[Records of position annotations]
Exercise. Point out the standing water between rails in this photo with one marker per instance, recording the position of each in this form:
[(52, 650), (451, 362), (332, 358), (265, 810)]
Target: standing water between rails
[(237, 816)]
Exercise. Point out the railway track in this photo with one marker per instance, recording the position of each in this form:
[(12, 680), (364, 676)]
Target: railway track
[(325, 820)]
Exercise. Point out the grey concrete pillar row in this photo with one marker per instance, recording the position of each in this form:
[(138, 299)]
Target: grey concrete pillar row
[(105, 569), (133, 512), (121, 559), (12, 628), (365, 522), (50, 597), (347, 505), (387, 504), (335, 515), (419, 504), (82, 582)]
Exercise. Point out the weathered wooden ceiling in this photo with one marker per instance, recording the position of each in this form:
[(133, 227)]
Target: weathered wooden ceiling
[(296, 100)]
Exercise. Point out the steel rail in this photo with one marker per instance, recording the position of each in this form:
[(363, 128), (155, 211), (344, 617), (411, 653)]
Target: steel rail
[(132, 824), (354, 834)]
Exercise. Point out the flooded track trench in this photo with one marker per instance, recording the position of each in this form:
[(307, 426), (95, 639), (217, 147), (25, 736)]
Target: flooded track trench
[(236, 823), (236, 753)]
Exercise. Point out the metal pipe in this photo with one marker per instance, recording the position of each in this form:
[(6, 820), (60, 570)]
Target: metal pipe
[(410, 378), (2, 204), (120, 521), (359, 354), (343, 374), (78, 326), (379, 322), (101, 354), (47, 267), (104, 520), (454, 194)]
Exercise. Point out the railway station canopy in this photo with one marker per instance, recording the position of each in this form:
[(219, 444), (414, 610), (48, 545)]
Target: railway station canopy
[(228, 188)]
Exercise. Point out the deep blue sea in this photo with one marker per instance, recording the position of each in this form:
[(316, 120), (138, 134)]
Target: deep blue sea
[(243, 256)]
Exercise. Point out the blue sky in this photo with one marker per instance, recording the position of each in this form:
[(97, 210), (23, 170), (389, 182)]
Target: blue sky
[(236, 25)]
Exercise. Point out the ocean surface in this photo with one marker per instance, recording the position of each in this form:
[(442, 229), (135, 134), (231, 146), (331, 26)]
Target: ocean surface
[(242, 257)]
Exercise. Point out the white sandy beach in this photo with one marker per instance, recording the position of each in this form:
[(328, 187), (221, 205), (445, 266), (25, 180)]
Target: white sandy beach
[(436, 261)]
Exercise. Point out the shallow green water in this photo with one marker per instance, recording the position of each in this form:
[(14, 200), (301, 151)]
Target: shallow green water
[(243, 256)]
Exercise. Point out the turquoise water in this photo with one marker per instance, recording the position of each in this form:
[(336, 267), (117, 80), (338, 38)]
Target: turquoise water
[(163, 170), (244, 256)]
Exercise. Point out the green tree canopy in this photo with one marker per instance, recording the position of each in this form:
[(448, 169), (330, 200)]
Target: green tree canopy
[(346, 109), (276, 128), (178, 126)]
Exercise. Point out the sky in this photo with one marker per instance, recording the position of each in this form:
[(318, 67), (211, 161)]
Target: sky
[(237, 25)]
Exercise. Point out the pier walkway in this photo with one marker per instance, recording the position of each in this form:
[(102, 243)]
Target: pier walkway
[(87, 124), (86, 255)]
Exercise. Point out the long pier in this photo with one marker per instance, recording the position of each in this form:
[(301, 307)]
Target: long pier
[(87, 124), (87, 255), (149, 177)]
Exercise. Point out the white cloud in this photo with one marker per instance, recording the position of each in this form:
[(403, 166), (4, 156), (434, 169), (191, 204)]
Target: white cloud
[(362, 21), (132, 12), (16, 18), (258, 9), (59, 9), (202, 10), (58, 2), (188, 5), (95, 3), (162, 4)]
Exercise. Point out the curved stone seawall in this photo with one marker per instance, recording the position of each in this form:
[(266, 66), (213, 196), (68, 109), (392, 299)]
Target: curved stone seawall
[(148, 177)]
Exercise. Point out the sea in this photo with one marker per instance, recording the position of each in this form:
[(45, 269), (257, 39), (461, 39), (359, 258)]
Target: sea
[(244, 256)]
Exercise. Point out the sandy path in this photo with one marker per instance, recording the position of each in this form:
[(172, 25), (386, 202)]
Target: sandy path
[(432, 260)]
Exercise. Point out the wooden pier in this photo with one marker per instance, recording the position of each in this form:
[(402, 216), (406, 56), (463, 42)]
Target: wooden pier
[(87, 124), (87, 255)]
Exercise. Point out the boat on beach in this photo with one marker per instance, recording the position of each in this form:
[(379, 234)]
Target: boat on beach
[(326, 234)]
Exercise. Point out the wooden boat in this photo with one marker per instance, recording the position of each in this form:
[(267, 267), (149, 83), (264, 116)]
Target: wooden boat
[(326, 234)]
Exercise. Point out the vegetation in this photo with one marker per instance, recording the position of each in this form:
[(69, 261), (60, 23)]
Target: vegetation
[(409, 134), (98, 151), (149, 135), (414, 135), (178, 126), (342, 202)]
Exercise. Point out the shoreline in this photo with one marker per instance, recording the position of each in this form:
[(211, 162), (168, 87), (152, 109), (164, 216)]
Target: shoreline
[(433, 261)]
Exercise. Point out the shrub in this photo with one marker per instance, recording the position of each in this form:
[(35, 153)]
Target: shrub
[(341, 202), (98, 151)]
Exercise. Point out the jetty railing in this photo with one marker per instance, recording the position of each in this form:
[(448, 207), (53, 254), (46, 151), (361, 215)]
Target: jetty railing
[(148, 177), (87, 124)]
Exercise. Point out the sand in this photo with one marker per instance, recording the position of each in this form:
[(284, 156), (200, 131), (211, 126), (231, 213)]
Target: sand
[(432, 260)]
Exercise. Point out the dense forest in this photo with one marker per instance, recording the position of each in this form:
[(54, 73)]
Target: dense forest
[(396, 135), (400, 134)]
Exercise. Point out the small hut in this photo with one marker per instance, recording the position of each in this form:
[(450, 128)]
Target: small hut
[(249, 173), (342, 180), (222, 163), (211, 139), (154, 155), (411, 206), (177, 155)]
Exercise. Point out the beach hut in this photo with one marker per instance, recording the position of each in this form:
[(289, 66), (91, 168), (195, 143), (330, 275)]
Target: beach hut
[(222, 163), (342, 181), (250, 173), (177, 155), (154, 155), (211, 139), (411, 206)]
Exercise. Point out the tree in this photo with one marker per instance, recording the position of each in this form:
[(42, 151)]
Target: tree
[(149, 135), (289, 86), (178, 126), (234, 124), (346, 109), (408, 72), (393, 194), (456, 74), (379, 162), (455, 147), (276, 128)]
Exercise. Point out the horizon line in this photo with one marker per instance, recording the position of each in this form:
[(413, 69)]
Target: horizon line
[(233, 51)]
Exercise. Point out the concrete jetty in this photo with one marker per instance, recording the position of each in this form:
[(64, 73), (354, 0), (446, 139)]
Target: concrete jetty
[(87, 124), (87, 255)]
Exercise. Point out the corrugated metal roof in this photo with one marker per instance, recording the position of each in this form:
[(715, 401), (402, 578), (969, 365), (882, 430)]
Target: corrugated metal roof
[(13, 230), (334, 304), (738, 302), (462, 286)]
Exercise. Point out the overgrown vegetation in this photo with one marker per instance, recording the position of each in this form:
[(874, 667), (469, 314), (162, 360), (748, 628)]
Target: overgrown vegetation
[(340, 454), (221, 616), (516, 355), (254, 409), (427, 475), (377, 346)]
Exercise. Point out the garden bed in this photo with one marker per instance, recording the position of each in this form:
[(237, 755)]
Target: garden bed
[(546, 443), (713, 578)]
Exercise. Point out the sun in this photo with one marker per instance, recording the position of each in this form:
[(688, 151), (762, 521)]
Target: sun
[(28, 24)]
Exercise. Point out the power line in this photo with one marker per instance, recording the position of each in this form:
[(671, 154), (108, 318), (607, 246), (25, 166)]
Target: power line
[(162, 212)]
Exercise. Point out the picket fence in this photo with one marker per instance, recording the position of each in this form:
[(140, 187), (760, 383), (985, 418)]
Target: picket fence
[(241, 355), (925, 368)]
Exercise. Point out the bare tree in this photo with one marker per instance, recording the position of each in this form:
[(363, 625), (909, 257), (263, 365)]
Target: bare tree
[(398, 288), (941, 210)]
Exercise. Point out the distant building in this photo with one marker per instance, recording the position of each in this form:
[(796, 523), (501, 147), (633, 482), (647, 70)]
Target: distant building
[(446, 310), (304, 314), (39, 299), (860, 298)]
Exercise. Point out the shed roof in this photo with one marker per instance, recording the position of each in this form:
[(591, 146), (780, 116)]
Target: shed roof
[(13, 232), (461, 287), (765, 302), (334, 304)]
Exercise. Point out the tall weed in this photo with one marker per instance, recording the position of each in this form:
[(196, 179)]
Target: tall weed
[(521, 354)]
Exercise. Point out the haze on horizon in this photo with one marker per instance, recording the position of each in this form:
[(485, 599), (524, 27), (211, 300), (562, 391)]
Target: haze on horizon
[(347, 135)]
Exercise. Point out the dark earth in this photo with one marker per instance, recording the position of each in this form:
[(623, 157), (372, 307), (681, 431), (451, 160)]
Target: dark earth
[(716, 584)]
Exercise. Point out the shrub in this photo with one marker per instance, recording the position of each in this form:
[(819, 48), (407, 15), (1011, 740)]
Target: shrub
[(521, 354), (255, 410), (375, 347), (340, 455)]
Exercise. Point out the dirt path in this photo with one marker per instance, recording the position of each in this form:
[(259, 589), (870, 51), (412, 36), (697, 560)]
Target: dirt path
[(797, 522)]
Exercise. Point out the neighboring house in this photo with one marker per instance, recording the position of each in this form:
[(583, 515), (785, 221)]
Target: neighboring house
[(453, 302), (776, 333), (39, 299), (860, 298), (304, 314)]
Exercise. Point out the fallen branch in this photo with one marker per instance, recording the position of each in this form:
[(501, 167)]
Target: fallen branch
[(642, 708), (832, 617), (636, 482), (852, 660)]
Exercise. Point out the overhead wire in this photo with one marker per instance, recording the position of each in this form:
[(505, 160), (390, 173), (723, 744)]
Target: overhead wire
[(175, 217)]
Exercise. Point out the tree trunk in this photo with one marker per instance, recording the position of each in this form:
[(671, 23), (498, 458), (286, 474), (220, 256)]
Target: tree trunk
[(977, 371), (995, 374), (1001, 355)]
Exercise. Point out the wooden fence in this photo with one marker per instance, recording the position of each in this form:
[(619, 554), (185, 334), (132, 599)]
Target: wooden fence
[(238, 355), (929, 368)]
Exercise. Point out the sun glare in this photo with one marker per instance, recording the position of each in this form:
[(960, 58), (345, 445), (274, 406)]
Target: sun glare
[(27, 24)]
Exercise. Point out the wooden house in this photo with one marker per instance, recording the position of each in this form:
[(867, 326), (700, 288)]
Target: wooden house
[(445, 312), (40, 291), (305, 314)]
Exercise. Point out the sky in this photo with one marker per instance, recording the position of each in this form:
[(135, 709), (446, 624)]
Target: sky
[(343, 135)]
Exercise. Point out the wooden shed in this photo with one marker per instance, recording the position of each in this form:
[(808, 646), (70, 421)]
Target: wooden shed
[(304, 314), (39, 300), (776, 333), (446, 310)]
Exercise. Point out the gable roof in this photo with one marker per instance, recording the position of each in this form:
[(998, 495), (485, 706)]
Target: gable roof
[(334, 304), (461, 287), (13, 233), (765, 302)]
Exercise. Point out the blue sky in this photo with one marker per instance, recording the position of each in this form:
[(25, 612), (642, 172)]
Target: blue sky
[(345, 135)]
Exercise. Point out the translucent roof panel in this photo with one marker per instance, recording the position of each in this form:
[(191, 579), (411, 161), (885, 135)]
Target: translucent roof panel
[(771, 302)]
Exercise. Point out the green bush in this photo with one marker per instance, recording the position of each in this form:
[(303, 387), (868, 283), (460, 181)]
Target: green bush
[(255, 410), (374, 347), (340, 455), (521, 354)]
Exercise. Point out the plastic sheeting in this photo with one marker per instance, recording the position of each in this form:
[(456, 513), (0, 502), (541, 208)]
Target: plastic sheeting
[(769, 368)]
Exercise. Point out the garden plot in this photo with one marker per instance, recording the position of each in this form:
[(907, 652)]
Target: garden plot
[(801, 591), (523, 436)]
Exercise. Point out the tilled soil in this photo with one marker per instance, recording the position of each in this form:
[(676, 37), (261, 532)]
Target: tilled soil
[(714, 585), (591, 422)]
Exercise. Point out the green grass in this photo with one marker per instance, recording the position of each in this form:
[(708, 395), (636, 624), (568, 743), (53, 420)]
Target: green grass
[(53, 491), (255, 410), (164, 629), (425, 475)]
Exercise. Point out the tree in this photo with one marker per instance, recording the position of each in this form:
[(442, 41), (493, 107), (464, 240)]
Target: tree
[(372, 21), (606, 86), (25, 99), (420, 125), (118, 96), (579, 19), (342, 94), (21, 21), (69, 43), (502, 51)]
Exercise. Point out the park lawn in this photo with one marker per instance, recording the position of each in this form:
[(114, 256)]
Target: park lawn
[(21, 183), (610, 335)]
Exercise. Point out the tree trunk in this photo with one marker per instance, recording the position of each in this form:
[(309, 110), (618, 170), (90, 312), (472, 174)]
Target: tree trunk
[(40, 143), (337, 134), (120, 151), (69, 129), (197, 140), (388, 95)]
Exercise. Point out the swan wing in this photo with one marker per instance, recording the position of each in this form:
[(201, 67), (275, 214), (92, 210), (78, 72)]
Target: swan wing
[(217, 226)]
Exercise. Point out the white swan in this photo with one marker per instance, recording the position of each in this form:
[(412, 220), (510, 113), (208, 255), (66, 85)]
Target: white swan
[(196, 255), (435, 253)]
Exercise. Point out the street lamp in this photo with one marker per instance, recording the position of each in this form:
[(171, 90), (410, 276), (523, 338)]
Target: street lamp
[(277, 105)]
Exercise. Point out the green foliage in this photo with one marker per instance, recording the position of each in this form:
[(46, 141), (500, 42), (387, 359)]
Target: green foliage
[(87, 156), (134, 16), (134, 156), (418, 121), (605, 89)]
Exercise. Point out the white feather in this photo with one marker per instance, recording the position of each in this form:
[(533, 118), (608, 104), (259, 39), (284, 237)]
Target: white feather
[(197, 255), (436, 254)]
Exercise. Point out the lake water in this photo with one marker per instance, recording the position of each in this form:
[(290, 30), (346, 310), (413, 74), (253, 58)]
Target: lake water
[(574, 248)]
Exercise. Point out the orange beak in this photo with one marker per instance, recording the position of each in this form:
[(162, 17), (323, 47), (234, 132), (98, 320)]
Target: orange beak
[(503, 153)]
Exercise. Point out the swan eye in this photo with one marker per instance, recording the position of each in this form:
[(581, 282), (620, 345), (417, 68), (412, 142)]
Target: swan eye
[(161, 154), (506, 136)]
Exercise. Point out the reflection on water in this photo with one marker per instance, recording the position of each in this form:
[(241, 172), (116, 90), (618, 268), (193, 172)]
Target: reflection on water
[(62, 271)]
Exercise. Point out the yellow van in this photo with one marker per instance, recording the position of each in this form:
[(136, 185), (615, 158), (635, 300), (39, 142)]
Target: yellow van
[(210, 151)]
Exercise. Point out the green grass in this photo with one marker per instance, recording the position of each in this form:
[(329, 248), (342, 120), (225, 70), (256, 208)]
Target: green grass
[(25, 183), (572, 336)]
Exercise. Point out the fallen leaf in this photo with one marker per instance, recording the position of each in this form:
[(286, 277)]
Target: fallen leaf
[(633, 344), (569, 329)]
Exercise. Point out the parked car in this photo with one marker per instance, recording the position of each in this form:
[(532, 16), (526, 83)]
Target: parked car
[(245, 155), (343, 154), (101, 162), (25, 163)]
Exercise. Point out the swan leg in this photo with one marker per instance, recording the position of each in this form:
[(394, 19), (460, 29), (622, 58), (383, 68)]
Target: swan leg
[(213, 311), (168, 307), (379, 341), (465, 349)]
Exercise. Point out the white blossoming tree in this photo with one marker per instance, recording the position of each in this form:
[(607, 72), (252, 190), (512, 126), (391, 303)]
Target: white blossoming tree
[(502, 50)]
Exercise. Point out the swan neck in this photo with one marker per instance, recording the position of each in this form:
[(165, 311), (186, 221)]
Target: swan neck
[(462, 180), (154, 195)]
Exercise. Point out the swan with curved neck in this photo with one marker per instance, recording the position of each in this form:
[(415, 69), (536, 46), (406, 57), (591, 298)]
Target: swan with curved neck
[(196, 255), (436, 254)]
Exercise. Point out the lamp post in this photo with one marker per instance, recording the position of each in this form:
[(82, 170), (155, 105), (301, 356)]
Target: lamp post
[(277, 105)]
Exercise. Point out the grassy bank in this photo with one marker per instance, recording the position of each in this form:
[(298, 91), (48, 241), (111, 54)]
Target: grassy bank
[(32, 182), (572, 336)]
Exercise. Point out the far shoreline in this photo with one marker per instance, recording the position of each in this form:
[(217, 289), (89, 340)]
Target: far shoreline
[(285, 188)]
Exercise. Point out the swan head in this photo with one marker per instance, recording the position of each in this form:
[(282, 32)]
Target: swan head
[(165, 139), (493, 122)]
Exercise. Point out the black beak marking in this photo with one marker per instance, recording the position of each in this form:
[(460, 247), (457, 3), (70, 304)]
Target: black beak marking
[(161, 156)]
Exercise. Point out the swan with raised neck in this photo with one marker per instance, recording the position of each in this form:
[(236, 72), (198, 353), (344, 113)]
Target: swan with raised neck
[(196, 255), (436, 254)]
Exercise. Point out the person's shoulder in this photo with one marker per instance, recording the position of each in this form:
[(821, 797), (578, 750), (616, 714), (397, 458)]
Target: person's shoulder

Your objective
Copy the lines word for word, starting at the line that contains "Exercise. Point out the lamp" and ending with the line that contains "[(285, 188)]".

Finished task
Exercise. Point out the lamp post in this photo with one marker per instance, recording the position of each in this form:
[(82, 170), (155, 105), (301, 356)]
Target: lamp post
[(277, 105)]
Exercise. Point out the grassy bank in this photo with one marker per instance, recording the position of each in this form:
[(298, 91), (48, 241), (111, 54)]
Target: grassy bank
[(32, 182), (572, 336)]
Exercise. Point out the far shoreline in this photo with one marker per instance, recording the position of each in this form:
[(217, 289), (89, 340)]
Target: far shoreline
[(285, 188)]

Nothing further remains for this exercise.